__CONSIGNE DE TRAVAIL A__. D'après le texte sur la féminisation des métiers et l'écart salarial en Allemagne, quels pays suivent l'Allemagne dans le classement de l'OCDE ?
__CONSIGNE DE TRAVAIL B__. Poursuivez le texte sur la féminisation des métiers et l'écart salarial en Allemagne à la suite de sa dernière phrase.

__EXTRAIT DE TEXTE__.
▼

En Allemagne, pays réputé progressiste, le problème du féminin des noms de professions ne se pose pas le moins du monde : il suffit d’ajouter le suffixe -in à un mot (et parfois d’enjoliver la racine du mot avec un joli umlaut) pour en créer la forme féminine. Ainsi, Richter (juge) devient Richterin au féminin, Arzt (médecin) se transforme aisément en Ärztin, Künstler (artiste) en Künstlerin, Ingenieur devient logiquement Ingenieurin, et ainsi de suite, si on zappe les exceptions à la règle.

Dès lors, tout va pour le mieux dans le meilleur des mondes, pour la femme teutonne intégrée au marché du travail par le titre idoine et dûment féminisé, n’est-il pas ? Mouahaha, la bonne blague. À l’occasion du Weltfrauentag, le verdict de ces enquêtes publiées aujourd’hui dans la presse est sans appel : avec une différence de salaire atteignant 22% en défaveur des femmes à qualifications égales, l’Allemagne est championne d’Europe de la discrimination salariale contre les gonzesses le sexe faible la gent féminine, selon la dernière étude de l’OCDE, suivie de la Tchéquie et des Pays-Bas, deux autres pays qui cachaient bien leur jeu d’enfer machiste et misogyne, dites donc. L’écart moyen dans les 34 pays de l’OCDE n’est «que» de 16%...

▲

__LISTE DES ENTRÉES__.
▼

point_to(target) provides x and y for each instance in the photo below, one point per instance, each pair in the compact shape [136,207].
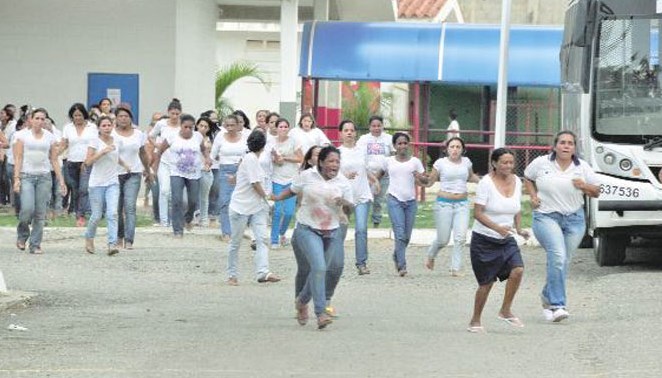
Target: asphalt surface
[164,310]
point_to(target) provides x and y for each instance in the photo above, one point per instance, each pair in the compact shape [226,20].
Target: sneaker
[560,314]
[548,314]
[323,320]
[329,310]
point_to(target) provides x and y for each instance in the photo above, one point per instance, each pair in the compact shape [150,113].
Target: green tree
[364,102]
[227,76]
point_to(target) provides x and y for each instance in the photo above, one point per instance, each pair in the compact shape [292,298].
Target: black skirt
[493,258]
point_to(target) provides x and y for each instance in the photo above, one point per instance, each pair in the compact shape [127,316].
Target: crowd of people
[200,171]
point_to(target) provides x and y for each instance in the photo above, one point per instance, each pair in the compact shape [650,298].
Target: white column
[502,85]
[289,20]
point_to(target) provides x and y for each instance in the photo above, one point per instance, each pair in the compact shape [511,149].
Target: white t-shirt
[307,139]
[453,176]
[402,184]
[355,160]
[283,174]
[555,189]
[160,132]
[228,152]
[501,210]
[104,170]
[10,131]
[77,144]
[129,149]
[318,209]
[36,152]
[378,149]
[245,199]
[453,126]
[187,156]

▲
▼

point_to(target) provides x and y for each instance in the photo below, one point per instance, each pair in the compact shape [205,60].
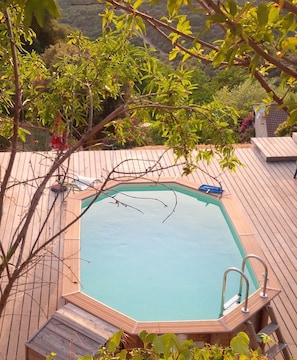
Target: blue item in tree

▲
▼

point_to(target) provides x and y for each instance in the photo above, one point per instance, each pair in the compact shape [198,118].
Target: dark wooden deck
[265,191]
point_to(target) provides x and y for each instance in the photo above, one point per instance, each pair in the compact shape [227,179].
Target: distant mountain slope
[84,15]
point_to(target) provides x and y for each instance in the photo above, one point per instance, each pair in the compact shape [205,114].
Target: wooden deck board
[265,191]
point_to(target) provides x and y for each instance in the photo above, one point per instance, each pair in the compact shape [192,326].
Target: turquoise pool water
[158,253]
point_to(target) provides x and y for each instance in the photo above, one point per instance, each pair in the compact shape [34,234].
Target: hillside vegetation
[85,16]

▲

__ZONE DE RÉPONSE A__. La Tchéquie et les Pays-Bas.

__ZONE DE RÉPONSE B__.
Alors voilà, tandis que je m’amuse à vous pondre un billet aux tournures ampoulées, où je cite abondamment mes confrères Molière, Jésus-Christ et les crânes d’œuf anonymes de l’OCDE (en toute modestie), certains font passer le même message, mais de manière nettement plus percutante, et en seulement quatre mots, comme sur cette petite affiche discrète que j’ai vue hier soir à un arrêt de tram sur la Danziger Strasse, à Prenzlauer Berg.

Pas de pénis ?
-25% sur votre salaire !
J’ai trouvé cette illustration très concrète du terme «phallocrate» particulièrement brillante, et n’ai pu m’empêcher de la partager avec vous, alors que je n’avais pas du tout prévu de parler du Frauentag cette année : après tout, pour les gonzesses j’ai déjà donné, non mais.

Quoi qu’il en soit, l’occasion fait le larron, alors je souhaite bon courage et une très belle Journée de la femme à toutes les Vahinés sous-payées, qu’elles lisent ce blog ou non ! Évidemment, si elles ne le lisent pas, ça va être difficile de les toucher avec mes gentils vœux, mais bon, vous pouvez aussi faire tourner...

Allez, tchô.

Votre dévoué chroniqueur.

21 commentaires:

  1. Ah ces néologismes qui nous écorchent les oreilles ,je viens d'en repérer 2 dans le texte ci-dessus: dark-side , old-school!!!!!!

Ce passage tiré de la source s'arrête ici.